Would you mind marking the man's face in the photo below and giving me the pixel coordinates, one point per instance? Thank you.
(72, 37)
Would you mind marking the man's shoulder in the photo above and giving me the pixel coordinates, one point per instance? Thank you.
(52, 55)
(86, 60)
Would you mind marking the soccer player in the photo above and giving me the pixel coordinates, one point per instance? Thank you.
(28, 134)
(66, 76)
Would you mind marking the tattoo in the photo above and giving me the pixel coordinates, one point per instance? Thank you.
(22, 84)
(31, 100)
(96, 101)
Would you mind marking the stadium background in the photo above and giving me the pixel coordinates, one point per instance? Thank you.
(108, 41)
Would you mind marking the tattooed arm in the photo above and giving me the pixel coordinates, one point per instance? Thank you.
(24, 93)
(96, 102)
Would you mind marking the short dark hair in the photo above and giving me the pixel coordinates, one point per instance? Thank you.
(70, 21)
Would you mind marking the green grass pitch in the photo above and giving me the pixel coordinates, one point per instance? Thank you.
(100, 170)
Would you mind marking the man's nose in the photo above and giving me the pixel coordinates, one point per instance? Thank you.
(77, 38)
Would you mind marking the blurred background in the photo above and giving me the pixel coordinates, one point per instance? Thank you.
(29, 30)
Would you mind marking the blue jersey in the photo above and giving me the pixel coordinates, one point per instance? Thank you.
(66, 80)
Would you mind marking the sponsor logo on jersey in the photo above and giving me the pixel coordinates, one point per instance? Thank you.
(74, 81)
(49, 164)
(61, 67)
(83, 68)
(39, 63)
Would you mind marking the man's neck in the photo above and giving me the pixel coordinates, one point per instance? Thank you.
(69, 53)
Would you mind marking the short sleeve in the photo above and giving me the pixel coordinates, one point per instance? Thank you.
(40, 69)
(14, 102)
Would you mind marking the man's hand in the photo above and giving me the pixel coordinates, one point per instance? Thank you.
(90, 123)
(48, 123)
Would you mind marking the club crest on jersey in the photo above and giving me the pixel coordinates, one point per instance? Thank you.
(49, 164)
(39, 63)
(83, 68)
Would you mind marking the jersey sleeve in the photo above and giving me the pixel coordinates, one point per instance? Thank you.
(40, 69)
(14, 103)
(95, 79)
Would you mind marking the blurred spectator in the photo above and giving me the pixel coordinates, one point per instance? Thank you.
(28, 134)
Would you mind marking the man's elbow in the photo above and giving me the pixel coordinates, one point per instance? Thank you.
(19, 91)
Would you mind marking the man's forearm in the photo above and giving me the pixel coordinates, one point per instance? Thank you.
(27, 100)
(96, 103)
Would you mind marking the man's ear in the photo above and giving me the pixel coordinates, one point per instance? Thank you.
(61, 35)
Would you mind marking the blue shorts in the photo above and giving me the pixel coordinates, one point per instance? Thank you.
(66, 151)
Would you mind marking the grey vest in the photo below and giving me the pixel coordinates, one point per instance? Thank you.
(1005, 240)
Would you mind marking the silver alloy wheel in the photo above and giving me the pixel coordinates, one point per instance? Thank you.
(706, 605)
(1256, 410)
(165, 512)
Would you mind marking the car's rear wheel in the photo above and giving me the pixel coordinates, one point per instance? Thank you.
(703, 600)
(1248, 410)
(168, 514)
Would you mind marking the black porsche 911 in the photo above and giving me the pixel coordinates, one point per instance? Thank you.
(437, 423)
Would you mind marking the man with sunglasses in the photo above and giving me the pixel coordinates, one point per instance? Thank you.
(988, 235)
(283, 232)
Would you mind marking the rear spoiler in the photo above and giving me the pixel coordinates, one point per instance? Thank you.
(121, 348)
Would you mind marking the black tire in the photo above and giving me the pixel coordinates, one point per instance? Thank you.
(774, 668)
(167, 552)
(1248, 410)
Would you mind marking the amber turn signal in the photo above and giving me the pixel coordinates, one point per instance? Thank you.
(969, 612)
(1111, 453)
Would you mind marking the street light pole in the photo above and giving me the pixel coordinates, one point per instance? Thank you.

-----

Retype the material in full. Each word must match.

Would you mind marking the man's face in the photo below and giving me the pixel coordinates, one point per instance? Thank you.
(72, 37)
Would you mind marking the man's shoulder in the photo above and giving me the pixel coordinates, one point per instance? Thank you.
(52, 55)
(86, 60)
Would you mind marking the soccer player in the photo above and giving me the pixel coordinates, one point per instance? Thank you.
(28, 134)
(66, 76)
Would you mind marking the tattoo in the photo above and giving me the pixel coordinates, one point per instance? Thank you.
(22, 84)
(31, 100)
(96, 101)
Would you mind marking the stadium background in the photo above and giving me the pixel coordinates, one point per instance? Thank you.
(108, 41)
Would you mind marking the tattooed arm in the photo above and giving me the pixel coordinates, one point per instance? Thank you.
(24, 93)
(96, 102)
Would you mind marking the short dark hair in the photo above and giving me the pixel coordinates, one point per instance? Thank you.
(70, 21)
Would you mind marking the green grass pitch in the photo above and giving me the pixel coordinates, one point per instance? Thank you.
(100, 170)
Would you mind marking the man's nose in the photo above and giving me the pixel coordinates, one point per instance? Thank you.
(77, 38)
Would you mind marking the blurred background in the photo above and giving me the pixel coordinates, one point per instance? Thank you.
(29, 30)
Would you mind marking the blue jersey in the photo above and giving me the pixel coordinates, one point per instance? Thank you.
(66, 80)
Would you mind marking the sponsor logo on jersey in the photo above and giving me the pixel coordinates, one point per instance? Thank you.
(74, 81)
(49, 164)
(61, 67)
(83, 68)
(39, 63)
Would you mind marking the man's neck in the photo above and giving me the pixel coordinates, one point per instance? Thank you.
(69, 53)
Would you mind marking the short sleeve in the photo above and giving me the pixel coordinates, one point per instance? Thank you.
(40, 69)
(14, 102)
Would you mind marking the man's hand in the photo above and giving me the pixel coordinates, one point per instance? Thank you.
(90, 123)
(48, 123)
Would you mind marking the club crest on jersey in the photo above and giving me the pixel coordinates, one point per instance? Thank you.
(49, 164)
(39, 63)
(83, 68)
Would you mind marking the jersey sleeve in the photo above and giving me the pixel coordinates, one point per instance? Thank you.
(40, 69)
(14, 103)
(95, 79)
Would you mind marking the blurred spectator in the photo above and giving me the pixel coordinates, one point per instance? Thank you.
(28, 134)
Would you mind marking the man's elbow in the photo above and giving me the pixel coordinates, one point per instance? Thank you.
(19, 91)
Would you mind marking the man's forearm in the photo above and giving me the pixel coordinates, one point per instance? Thank you.
(27, 100)
(96, 103)
Would you mind marking the man's ear in the photo above and giving me the pixel coordinates, one point per instance? Thank you.
(61, 35)
Would you mind marking the blue shorts in the photo above and giving me the pixel coordinates, one point per instance? Thank you.
(66, 151)
Would you mind marking the grey vest in the photo below and giving me the pixel coordinates, one point per instance? Thank you.
(1005, 240)
Would you mind marking the silver alloy wheel in the photo above and giving me the pixel coordinates, one point per instance? Thank you.
(706, 605)
(1256, 410)
(165, 512)
Would you mind marking the car's rear wheel in the photo above and giving me the pixel coordinates, one point per instance? Thank you.
(703, 600)
(1248, 410)
(168, 514)
Would you mind marking the black porsche 911 in the photo above and giving me the pixel coordinates, one point per instance? Thank you.
(437, 423)
Would you mind marking the man with sunglasses in the photo above and giving me the pixel coordinates, one point per instance? Thank you.
(988, 235)
(283, 232)
Would you mind marking the rear spoiler in the photo above and giving me the pixel coordinates, one point per instance? Thank you.
(121, 348)
Would you mind marking the black tire in the photo above and giving me the pixel coordinates, one point per instance? Thank you.
(774, 668)
(167, 552)
(1248, 410)
Would you mind marking the amber turn signal in the photo above and giving me the pixel coordinates, one point per instance? Thank you.
(969, 612)
(1111, 453)
Would you mind marking the street light pole in the photo above and giving me the pixel coordinates, one point per instance? Thank you.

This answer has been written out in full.